----- Testo della pagina -----

Grigori Grabovoi, matematico e sensitivo russo vivente

LA MORTE DELLA MORTE

  • | Giulietta Bandiera | Opinioni

La pandemia ci ha mostrato la nostra grande paura della morte. Segno che siamo pronti al prossimo salto evolutivo: rinascere nuovi.

L’immortalità è lavorare a un compito eterno.
(Ernest Renan, fisolosofo e storico delle religioni, 1823 –1892)

Uno degli aspetti positivi dell’epoca covid è che ha riportato alla luce la nostra spaventosa paura della morte, tanto che molti, per timore di morire, hanno addirittura rinunciato a vivere prima del tempo.

È notizia degli ultimi giorni, tra l’altro, che nei laboratori della Silicon Valley si stia studiando, coi soldi di alcuni miliardari interessati alla perpetuazione della vita del corpo, una startup capace di regalarci l’immortalità.

Eppure, in un universo nel quale nulla si crea e nulla si distrugge, ma tutto si trasforma, come sancirono le scoperte del chimico Antoine Lavoisier, già XVIII secolo, il concetto di morte è un puro non senso.

A far apparire infondata l’ipotesi della finitezza della vita, sono state, in tempi più recenti, anche altre teorie scientifiche di rilievo, come quella di un multiuniverso senza fine - e probabilmente anche senza inizio - che postula, in fisica e in cosmologia, l'esistenza di universi coesistenti fuori dal nostro spazio-tempo, equivalenti ad altrettante dimensioni parallele.

Un concetto, questo, ripreso in innumerevoli film e romanzi, come “Tenet” di Christopher Nolan e “L’ultima estate” di André Aciman (pubblicato in Italia da Guanda), solo per citare gli ultimi esempi.

Ognuno di noi è una costellazione di io, alcuni dei quali non albergano nemmeno dentro di noi, ma si trovano in altre persone. Ecco perché a volte ci capita di riconoscere al volo qualcuno:
perché in realtà siamo noi stessi ma nel corpo di un altro…
Ovviamente non siamo più chi eravamo un tempo, ma magari quella persona ha continuato la sua vita all’ombra della nostra.
(dal romanzo “L’ultima estate” di André Aciman)

Già nella Bibbia, del resto, l’essere umano ha una relazione con Dio che lo rende del tutto incompatibile con la morte. Nel libro della Sapienza, si legge:

Dio ha creato l’uomo per l’immortalità;
lo fece a immagine della propria natura.
(Sapienza, 3, 23)

Mentre nel I secolo a. C. Re Salomone concepiva questa idea in terra di Israele, Platone in Grecia, introduceva il concetto di immortalità dell'anima, sebbene, come ha puntualizzato Papa Ratzinger, il cristianesimo delle origini si concentrò, almeno nei primi tempi, più sul concetto di resurrezione della carne.

Un’idea niente affatto nuova, dal momento che, già nel VI secolo a. C., il filosofo cinese Lao Tze, padre del Taoismo, aveva concepito il meraviglioso adagio, secondo cui: “Ciò che il bruco chiama fine del mondo, il resto del mondo chiama farfalla”.

Praticamente tutte le culture antiche, ad Oriente, parlano del resto di trasmigrazione ciclica delle anime e praticano il culto degli antenati, dall’induismo dei Veda, al Buddhismo, fino alle religioni della Mesopotamia e dell’Egitto.

----- Informazioni -----

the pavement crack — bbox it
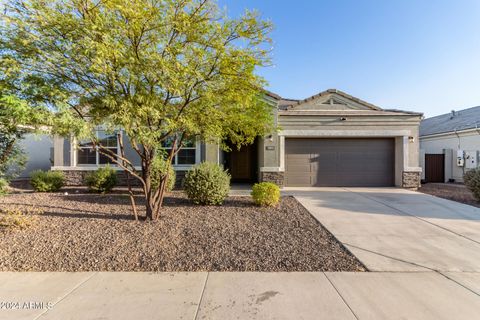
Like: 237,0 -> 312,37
323,272 -> 359,320
437,271 -> 480,297
193,272 -> 210,320
344,242 -> 438,272
33,272 -> 98,320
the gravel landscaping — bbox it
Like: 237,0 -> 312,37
0,190 -> 365,271
418,183 -> 480,208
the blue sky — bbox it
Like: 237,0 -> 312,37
219,0 -> 480,117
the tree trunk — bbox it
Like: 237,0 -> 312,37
144,172 -> 155,220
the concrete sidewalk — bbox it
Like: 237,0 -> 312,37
286,188 -> 480,272
0,272 -> 480,320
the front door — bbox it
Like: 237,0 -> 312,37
225,142 -> 257,182
230,145 -> 253,181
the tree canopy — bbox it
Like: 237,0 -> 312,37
0,0 -> 274,219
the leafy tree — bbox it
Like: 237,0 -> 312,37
0,94 -> 30,180
1,0 -> 273,219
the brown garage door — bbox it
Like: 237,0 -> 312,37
285,138 -> 395,187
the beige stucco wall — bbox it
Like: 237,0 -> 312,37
420,130 -> 480,182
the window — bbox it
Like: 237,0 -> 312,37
77,130 -> 118,165
163,139 -> 197,166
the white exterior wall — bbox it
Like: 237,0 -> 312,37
420,130 -> 480,182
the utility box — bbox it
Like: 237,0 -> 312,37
465,150 -> 478,169
457,150 -> 465,167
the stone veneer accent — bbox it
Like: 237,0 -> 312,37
402,171 -> 421,189
260,172 -> 285,187
62,170 -> 186,188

-----

Elenco dei compiti ::
**1)** Per favore, elenca le tradizioni religiose che l'articolo sull'immortalità cita nella frase che inizia con «Praticamente tutte le culture antiche».
**2)** Prosegui l'articolo sull'immortalità a partire dalla sua ultima frase.

Risposte attese ::
**1)**
- l'induismo dei Veda
- il Buddhismo
- le religioni della Mesopotamia
- le religioni dell'Egitto

**2)**
La stessa visione, in Europa, fra il XVI e il XVII secolo, venne condivisa dal genio di Giordano Bruno, frate domenicano e filosofo, il quale, prima di perdere essere arso sul rogo per le proprie idee, riesce a scrivere: “Io ritengo che le anime siano immortali (…) Poiché l’anima non esiste senza corpo e tuttavia non è corpo, può essere in un corpo o in un altro, o passare da un corpo all’altro”.

Ma moltissime altre menti brillanti hanno ribadito, nei secoli successivi e fino ai giorni nostri, l’idea di un essere umano tutt’altro che mortale.

Sentiamo qui di seguito alcune delle loro voci:

Il corpo umano è un sacro tempio, fatto a immagine di Dio,
perciò è indistruttibile, immortale e perfetto.
La vita è l’infanzia dell’immortalità.
(Johann W. Goethe, poeta tedesco, XVIII/XIX sec.)

La morte è solo un’esperienza attraverso la quale siamo destinati a imparare una grande lezione: non si può morire.
(Paramahansa Yogananda, filosofo e mistico indiano XIX/XX sec.)

Rallegratevi, non esiste la morte.
Non c’è.
C’è subito un’altra vita.
(Gustavo Rol, sensitivo italiano, XX sec-)

Non sono imprigionato in questo corpo, sono una vita senza confini,
non sono mai nato e non sono mai morto…
Da sempre, sono libero.
Nascita e morte sono solo una porta attraverso la quale entriamo e usciamo.
Nascita e morte sono solo un gioco a nascondino.
(Thich Nhat Hanh, monaco vietnamita e maestro del pensiero, vivente)

«Siamo biologicamente progettati per vivere per sempre,
in questo corpo e su questo pianeta».
(Angela Volpini, mistica laica italiana, vivente)

L’individualità si conserva anche dopo la morte.
(Bruce Lipton, biologo e saggista statunitense, vivente)

Vedere la morte come la fine della vita
è come vedere l’orizzonte come la fine del mare.
(David Searls, giornalista statunitense, vivente)

Ma come si conciliano tutte queste affascinanti teorie sull’immortalità, con ciò che vediamo accadere di continuo, nella nostra esperienza quotidiana e attraverso le notizie dei telegiornali, divenuti delle specie di bollettini di guerra, in cui la morte è all’ordine del giorno?

Per dare risposta a questa domanda, è necessario introdurre il concetto di co-nascita.

Con il termine co-nascita si fa riferimento a quel processo che porta l’essere umano a rinascere a sé stesso, a ripartorirsi nuovo e a rimettersi al mondo in una versione più evoluta. Un fenomeno che il nostro corpo, in continua e costante ri-generazione, conosce molto bene, ma che fino ad ora è accaduto al di fuori della nostra comprensione e del nostro controllo.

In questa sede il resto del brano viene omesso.